Things are abuzz at Dragonfly Therapeutics as Bristol Myers Squibb has dumped an IL-12 oncology candidate back into the biotech's pond.
The Big Pharma clearly had big hopes for the candidate at one point. In 2020, BMS handed out nearly half a billion dollars in near-term and upfront payments to license the interleukin-12 (IL-12) immunotherapy program, dubbed DF6002. The therapy is currently being assessed in a phase 1/2 trial in patients with various solid tumors. The dose escalation study is evaluating DF6002 as a monotherapy and in combination with BMS’ cancer blockbuster Opdivo.
Suspicions were first raised last week that DF6002 had been discarded by BMS after the Big Pharma listed an IL-12 drug among the programs it had dropped at the end of last week in a fourth quarter earnings report on Feb. 2.
BMS is still carrying out clinical development for DF6002, but Dragonfly is set to take over in the coming weeks, according to the biotech's Feb. 6 release. Massachusetts-based Dragonfly now holds all the rights for the IL12 cytokine—the most advanced drug in Dragonfly's cytokine pipeline.
“With a robust early clinical development portfolio, Bristol Myers Squibb constantly evaluates programs based on emerging data to prioritize resources where we see the potential for transformational effects on patients’ lives and the IL-12 program did not meet our threshold for progression," a company spokesperson told Fierce Biotech in an emailed statement.
"Given the encouraging profile we have seen both in preclinical models and in the clinic to date, we are accelerating DF6002's development across a range of indications and combinations," said Joseph Eid, M.D., Dragonfly's president of R&D, who the biotech pointed out in the release had also previously led clinical development of Merck & Co.’s blockbuster Keytruda. Eid joined the biotech last week.
Since 2017, BMS and Dragonfly have inked several deals for oncology and neuroinflammation targets. BMS is still running phase 1 trials for two of Dragonfly’s drug candidates, both of which are based around the biotech’s multi-specific Natural Killer (NK) cell engaging therapies platform, dubbed TriNKET. Just last month, the Big Pharma paid $25 million upfront to license a neuroinflammation TriNKET candidate from Dragonfly.
As for Dragonfly, the biotech is no stranger to Big Pharma collabs, with names like AbbVie, Merck and Gilead swarming its pond and helping run clinical development for several assets.
The announcement about DF6002 comes just days after BMS announced the planned departure in the summer of BMS R&D head Rupert Vessey.

Point localization data:
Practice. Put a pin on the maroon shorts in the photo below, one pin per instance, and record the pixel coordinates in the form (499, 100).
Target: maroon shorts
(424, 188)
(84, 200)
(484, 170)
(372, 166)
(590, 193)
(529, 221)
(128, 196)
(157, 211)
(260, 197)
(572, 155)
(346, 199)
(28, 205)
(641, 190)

What you have to do:
In the news article on DF6002, in what year did Bristol Myers Squibb license the IL-12 immunotherapy program?

Task output:
2020